___ Input material

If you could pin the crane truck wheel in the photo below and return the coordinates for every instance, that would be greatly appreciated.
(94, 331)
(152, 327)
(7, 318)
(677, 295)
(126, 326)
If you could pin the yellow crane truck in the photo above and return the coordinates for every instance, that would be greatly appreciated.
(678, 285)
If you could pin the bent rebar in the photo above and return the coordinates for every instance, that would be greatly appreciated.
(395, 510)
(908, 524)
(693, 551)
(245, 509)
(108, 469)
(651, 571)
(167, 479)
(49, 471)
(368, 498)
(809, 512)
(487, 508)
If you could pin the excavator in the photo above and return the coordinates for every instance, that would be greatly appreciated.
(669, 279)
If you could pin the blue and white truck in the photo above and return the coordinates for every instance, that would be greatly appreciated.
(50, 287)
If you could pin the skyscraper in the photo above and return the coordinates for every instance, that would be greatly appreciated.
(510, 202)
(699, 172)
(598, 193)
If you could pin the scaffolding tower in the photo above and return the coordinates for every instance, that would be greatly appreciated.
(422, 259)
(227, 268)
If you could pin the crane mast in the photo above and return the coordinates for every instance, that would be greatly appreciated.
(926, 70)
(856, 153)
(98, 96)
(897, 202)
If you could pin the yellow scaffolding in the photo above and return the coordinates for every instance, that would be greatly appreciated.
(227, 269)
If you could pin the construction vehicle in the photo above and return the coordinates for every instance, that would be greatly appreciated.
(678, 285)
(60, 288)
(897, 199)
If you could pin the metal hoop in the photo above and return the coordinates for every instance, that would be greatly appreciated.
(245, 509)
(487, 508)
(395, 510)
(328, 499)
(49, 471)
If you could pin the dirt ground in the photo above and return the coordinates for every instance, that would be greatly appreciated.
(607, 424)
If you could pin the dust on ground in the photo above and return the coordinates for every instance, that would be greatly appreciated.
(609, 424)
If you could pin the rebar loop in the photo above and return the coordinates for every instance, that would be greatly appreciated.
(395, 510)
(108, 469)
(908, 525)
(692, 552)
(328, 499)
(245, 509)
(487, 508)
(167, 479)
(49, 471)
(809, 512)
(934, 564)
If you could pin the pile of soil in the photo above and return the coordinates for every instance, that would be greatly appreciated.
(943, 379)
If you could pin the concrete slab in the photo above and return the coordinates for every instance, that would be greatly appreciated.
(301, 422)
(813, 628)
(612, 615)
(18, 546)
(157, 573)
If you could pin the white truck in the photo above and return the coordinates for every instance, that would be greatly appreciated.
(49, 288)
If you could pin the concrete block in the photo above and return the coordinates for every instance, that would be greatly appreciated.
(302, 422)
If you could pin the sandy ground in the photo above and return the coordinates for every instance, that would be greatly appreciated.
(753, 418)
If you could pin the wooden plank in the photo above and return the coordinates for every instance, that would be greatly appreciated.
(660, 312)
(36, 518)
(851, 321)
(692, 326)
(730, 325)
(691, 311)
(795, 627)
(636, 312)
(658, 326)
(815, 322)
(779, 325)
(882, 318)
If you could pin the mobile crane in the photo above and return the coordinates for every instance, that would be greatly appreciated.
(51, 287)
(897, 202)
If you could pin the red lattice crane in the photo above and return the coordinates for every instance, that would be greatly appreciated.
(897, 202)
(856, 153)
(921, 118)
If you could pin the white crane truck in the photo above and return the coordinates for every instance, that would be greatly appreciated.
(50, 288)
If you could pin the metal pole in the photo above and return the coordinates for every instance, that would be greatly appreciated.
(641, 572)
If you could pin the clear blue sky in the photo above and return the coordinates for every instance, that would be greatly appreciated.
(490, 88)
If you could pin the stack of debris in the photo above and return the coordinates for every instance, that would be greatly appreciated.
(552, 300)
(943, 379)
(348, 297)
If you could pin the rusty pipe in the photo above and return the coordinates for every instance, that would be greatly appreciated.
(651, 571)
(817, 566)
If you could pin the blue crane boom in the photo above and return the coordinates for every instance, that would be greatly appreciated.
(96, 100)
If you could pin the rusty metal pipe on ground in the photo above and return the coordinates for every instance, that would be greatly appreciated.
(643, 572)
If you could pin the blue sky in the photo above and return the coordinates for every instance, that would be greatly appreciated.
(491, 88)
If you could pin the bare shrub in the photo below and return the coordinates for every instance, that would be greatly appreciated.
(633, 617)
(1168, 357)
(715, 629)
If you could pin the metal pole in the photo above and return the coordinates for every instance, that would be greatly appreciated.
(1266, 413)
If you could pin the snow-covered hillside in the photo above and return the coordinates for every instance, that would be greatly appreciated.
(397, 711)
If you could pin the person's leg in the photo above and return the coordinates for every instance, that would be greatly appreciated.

______

## Task prompt
Every entry needs to be copied again, word for word.

## Final answer
If you could pin the crane truck wheel in the photo below and return the coordinates for every instance, that would be greatly appreciated.
(94, 331)
(152, 327)
(7, 318)
(677, 295)
(126, 326)
If you could pin the yellow crane truck in the photo above and return the coordinates for every instance, that would be greatly appreciated.
(678, 285)
If you could pin the bent rebar in the photo above and return the coordinates for every instance, that would be greatly appreciated.
(395, 510)
(908, 524)
(693, 551)
(245, 509)
(108, 469)
(651, 571)
(167, 479)
(49, 471)
(368, 498)
(809, 512)
(487, 508)
If you could pin the excavator in the photo above and return the coordinates for every instance, that would be greatly appreciated.
(669, 279)
If you could pin the blue and white truck in the photo above and return the coordinates for every instance, that would be greatly appreciated.
(50, 287)
If you could pin the skyscraper in the photo above and return the coordinates for every instance, that would be greatly appreciated.
(510, 202)
(699, 172)
(598, 193)
If you could pin the scaffolding tower in the photo above and return the coordinates for every instance, that would be greatly appreciated.
(422, 259)
(227, 268)
If you could pin the crane mast in the photo above and return the coordinates for every instance, that would be greatly appreciated.
(926, 70)
(856, 153)
(98, 96)
(897, 202)
If you could pin the yellow scaffolding in the photo above and return the coordinates for every instance, that would be greatly appreciated.
(227, 269)
If you could pin the construction vehicle in the photo above and return the coordinates for every instance, that would be greatly appreciated.
(678, 285)
(60, 288)
(897, 199)
If you could pin the metal hoop in the photo above and return the coordinates for every instance, that would be greatly appreciated.
(245, 509)
(487, 508)
(395, 510)
(328, 499)
(49, 471)
If you could pin the dirt ground in the photo above and return the coordinates for every instance, that would be greatly appreciated.
(607, 424)
If you could pin the dust on ground in the photo above and return the coordinates for every instance, that would be greatly appreciated.
(609, 424)
If you could pin the rebar loop in the photo above and return the coordinates for every instance, that would be greatly appreciated.
(395, 510)
(108, 469)
(908, 525)
(692, 552)
(328, 499)
(245, 509)
(487, 508)
(167, 479)
(49, 471)
(809, 512)
(934, 564)
If you could pin the pile of soil in the photo above and return the coordinates for every instance, that would be greatly appreciated.
(943, 379)
If you could pin the concrete slab in the photo above and return the coordinates for every instance, that would be greatly appreciated.
(301, 422)
(813, 628)
(612, 615)
(18, 546)
(157, 573)
If you could pin the white truck in the photo above and return the coordinates for every instance, that would be greatly appreciated.
(49, 288)
If you could pin the concrete block in the photo above and return the coordinates for every instance, that would be greatly appreciated.
(302, 422)
If you could pin the sandy ground in the photo above and return the coordinates for every instance, that would be greatly appreciated.
(753, 418)
If you could pin the wooden plank in the photo above and return the coordinates for every instance, that would be greatly appreciated.
(660, 312)
(36, 518)
(851, 321)
(692, 326)
(730, 325)
(691, 311)
(795, 627)
(636, 312)
(658, 326)
(815, 322)
(779, 325)
(882, 318)
If you could pin the mobile crane in the photo above and return the coordinates for every instance, that would be greatly appreciated.
(51, 287)
(897, 202)
If you could pin the red lattice crane in the photo above and return the coordinates for every instance, that would be greatly appreciated.
(897, 202)
(856, 153)
(921, 118)
If you could pin the white crane truck in the photo above and return the coordinates for every instance, that would be greatly appreciated.
(50, 288)
If you could pin the metal pole in the photo above and return the coordinates for every instance, that would be greatly appreciated.
(641, 572)
If you could pin the clear blue sky in the photo above and return the coordinates for every instance, that would be greatly appreciated.
(490, 88)
If you could pin the stack of debris in the photo above and return the coordinates for every instance, that would be greatly appreciated.
(552, 300)
(943, 379)
(348, 297)
If you could pin the rusty pipe in the photo above and return the coordinates for every instance, that would be greatly appreciated.
(651, 571)
(817, 566)
If you could pin the blue crane boom in the photo above and return the coordinates for every instance, that would be greatly appreciated.
(96, 100)
If you could pin the rusty metal pipe on ground in the photo above and return the coordinates for every instance, that would be greatly appreciated.
(643, 572)
If you could pin the blue sky in the photo above and return the coordinates for every instance, that would be greatly appreciated.
(491, 88)
If you could pin the bare shrub in the photo below and return the coordinates for every instance, that would be greatly appreciated.
(633, 617)
(1168, 357)
(715, 629)
If you could pin the metal pole in the photo above and return the coordinates for every instance, that would be greatly appreciated.
(1266, 413)
If you could pin the snow-covered hillside in the photo above and return the coordinates for every instance, that would be greatly appreciated.
(397, 711)
If you could pin the person's leg in the photo above and return the coordinates for every instance, that would be greatly appreciated.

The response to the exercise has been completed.